[[ TEXT EXCERPT, beginning ]]
In support of the effort to update Circuitscape without McRae’s leadership, and inspired by the breadth of applications described in the Dickson et al. review [16], we assembled a comprehensive set of peer-reviewed Circuitscape applications. Our intent was to learn more about how the tool has been applied, to add to our list of potential new features for the software, and to identify potential new collaborators to help us keep building from McRae’s foundation. Our ongoing work with these applications includes examination of how computing constraints influenced modeling practices and spatial data use.
[[ TEXT EXCERPT, end ]]
REQUIRED ACTIONS ::
A. In the passage on Circuitscape applications, list each aim given in the sentence beginning "Our intent was".
B. Duplicate the passage on Circuitscape applications from "In support of" up to and including "spatial data use.".
C. According to the passage on Circuitscape applications, what does the ongoing work with these applications include examining?
Rely only on the text when answering.
[[ RECORD SET, beginning ]]
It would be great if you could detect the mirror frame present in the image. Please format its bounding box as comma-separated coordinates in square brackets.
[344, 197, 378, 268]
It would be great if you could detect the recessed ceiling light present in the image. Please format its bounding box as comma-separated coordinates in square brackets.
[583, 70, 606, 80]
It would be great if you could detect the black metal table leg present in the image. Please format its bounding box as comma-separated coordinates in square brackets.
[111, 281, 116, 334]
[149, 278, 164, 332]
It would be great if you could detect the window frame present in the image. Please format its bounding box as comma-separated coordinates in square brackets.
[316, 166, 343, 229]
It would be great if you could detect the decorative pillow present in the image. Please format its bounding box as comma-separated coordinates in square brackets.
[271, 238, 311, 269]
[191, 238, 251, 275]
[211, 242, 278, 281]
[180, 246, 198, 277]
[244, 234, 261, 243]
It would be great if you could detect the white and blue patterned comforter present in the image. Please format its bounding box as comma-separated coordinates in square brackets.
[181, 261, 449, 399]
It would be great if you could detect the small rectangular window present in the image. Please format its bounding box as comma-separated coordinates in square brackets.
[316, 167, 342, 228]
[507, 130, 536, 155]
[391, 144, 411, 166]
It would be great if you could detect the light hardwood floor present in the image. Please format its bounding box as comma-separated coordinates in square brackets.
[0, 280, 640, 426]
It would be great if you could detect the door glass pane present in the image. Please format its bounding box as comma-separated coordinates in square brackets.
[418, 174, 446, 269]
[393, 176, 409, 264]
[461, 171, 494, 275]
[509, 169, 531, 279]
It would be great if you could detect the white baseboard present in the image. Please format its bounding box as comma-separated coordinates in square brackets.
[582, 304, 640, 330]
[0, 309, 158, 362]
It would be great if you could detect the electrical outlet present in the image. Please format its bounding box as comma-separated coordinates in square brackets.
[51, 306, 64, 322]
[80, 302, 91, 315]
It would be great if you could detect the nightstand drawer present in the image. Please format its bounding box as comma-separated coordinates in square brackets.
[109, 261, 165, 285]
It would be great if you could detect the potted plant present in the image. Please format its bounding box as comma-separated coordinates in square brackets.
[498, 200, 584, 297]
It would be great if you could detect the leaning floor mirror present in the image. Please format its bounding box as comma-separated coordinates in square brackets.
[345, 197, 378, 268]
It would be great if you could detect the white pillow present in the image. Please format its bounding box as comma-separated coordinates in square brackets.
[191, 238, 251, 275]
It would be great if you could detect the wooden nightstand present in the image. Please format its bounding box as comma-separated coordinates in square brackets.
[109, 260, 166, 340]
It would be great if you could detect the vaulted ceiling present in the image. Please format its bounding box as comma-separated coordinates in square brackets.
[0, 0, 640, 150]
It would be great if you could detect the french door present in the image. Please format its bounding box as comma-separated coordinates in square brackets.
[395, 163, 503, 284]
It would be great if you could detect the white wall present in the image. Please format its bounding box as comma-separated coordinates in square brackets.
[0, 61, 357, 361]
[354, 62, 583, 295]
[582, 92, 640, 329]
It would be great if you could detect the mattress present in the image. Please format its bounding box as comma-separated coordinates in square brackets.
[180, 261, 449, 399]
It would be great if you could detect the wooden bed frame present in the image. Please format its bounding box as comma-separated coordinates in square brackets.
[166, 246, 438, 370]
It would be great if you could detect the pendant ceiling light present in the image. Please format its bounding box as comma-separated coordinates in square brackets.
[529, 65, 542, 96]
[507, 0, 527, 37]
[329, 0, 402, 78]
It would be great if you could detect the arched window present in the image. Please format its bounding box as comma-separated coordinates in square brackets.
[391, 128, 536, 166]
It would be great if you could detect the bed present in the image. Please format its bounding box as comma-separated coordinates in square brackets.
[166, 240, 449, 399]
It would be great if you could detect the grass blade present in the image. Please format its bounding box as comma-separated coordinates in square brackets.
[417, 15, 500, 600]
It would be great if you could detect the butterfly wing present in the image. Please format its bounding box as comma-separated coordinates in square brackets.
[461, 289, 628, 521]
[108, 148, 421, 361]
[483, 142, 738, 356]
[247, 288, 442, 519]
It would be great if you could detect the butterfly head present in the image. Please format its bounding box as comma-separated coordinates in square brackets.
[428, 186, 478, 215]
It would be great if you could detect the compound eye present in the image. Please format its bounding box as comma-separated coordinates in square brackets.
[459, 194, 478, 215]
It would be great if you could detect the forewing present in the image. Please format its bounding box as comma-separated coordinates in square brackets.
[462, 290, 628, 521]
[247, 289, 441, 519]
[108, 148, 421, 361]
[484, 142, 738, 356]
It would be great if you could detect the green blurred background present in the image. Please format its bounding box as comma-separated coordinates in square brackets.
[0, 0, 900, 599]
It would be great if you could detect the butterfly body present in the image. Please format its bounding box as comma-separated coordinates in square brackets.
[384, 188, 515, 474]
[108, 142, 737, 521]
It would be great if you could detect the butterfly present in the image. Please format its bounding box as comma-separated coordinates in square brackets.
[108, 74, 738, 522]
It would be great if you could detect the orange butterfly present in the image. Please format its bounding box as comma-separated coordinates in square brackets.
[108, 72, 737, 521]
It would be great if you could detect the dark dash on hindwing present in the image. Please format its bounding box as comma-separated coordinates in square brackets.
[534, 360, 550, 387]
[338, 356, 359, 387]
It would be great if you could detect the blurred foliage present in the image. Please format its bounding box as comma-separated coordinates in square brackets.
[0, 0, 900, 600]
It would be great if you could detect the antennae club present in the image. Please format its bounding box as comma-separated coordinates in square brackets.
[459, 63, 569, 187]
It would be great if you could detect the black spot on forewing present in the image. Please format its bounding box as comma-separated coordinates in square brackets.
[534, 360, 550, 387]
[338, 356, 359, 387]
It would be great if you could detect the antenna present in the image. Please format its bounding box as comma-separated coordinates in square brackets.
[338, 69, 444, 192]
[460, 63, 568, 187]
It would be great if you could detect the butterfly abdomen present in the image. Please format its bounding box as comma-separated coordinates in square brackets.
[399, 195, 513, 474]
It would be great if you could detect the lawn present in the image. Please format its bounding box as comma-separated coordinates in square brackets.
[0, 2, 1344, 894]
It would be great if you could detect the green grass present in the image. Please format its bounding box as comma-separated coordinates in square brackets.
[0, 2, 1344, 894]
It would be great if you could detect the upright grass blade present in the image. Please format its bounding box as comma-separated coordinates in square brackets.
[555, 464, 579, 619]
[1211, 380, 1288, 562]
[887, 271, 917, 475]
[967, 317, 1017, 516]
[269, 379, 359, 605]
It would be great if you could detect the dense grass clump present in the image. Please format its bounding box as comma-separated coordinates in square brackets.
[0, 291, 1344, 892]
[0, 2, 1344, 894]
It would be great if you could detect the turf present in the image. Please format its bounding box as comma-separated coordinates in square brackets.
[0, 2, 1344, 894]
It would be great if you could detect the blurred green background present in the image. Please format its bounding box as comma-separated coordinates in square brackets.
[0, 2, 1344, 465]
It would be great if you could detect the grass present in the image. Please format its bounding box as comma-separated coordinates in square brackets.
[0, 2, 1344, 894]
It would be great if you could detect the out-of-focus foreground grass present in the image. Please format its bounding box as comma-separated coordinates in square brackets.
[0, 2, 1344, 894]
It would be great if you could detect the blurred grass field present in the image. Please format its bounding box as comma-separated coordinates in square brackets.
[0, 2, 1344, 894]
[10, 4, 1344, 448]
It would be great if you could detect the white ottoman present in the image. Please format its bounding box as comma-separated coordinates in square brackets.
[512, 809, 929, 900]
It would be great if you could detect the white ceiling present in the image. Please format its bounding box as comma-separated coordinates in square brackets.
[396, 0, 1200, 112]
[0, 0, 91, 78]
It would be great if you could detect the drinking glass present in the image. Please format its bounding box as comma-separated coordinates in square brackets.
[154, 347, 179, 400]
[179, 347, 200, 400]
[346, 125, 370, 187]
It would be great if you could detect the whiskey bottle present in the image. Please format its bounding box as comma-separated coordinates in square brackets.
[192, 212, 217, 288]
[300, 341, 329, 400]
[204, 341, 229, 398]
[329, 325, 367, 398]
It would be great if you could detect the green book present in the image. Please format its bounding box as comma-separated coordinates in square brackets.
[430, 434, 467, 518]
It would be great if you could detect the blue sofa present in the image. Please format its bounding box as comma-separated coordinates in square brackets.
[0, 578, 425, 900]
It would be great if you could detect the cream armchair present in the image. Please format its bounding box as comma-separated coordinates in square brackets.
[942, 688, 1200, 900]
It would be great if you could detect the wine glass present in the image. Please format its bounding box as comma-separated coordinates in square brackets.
[[ RECORD SET, end ]]
PER-TASK ANSWERS ::
A.
- To learn more about how the tool has been applied
- To add to the list of potential new features for the software
- To identify potential new collaborators to help keep building from McRae's foundation

B.
In support of the effort to update Circuitscape without McRae’s leadership, and inspired by the breadth of applications described in the Dickson et al. review [16], we assembled a comprehensive set of peer-reviewed Circuitscape applications. Our intent was to learn more about how the tool has been applied, to add to our list of potential new features for the software, and to identify potential new collaborators to help us keep building from McRae’s foundation. Our ongoing work with these applications includes examination of how computing constraints influenced modeling practices and spatial data use.

C. It includes examining how computing constraints influenced modeling practices and spatial data use.